**Do this**
Locate each line below that contains the word "backpack", and copy those lines.
* Begin Available records *
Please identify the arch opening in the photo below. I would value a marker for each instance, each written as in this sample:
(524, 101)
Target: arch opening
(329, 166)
* End Available records *
* Begin Available records *
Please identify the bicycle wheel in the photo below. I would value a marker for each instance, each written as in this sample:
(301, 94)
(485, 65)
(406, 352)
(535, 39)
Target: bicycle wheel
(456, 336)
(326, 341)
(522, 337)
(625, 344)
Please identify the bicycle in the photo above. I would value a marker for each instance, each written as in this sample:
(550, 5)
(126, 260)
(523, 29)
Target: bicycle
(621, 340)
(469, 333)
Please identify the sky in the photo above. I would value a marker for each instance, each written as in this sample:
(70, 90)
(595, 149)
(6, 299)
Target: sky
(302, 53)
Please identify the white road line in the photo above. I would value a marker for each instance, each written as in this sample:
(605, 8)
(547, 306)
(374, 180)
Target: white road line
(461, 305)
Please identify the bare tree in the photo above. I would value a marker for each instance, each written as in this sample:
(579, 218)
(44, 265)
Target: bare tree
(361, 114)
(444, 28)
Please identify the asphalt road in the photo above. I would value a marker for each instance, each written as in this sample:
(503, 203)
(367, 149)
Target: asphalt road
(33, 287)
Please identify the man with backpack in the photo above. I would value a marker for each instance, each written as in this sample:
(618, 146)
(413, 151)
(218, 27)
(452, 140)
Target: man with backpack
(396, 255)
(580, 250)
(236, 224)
* End Available records *
* Begin Available records *
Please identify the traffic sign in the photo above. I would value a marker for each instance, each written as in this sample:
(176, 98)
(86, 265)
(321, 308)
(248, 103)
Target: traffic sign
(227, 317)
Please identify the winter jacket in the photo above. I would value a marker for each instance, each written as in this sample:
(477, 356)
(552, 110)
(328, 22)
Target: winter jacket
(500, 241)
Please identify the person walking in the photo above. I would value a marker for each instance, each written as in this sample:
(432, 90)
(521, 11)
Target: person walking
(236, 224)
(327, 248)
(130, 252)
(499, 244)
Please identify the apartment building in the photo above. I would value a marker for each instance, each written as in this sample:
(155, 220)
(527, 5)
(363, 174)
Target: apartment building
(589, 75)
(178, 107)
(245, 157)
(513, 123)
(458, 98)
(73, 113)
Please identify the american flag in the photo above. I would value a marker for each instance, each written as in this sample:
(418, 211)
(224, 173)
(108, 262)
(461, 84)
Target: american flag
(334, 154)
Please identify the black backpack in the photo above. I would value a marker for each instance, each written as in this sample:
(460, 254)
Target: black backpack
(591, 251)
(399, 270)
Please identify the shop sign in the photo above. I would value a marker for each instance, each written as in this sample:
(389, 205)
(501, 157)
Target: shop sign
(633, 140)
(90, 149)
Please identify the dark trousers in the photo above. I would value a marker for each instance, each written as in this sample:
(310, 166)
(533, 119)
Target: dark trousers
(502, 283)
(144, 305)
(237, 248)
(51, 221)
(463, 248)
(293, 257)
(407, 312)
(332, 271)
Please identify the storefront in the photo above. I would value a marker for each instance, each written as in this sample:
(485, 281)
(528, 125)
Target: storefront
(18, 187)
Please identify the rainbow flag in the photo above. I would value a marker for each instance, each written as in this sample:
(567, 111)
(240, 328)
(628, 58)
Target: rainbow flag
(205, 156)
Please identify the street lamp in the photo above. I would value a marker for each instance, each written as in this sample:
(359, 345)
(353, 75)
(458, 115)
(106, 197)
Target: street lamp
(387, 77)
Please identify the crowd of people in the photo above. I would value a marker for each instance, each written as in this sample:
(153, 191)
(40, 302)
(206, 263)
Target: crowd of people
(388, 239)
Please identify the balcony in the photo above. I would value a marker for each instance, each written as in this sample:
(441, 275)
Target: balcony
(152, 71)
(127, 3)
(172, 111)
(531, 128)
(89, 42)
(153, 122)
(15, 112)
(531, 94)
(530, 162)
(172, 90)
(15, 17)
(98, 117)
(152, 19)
* End Available records *
**Exercise result**
Please identify the man with backpack in the photo above. I would value a marker for each instance, each written as in this sample:
Target: man with backpack
Please identify the black backpack in the photo above. I would value a marker for each instance, each written as in this sample:
Target: black backpack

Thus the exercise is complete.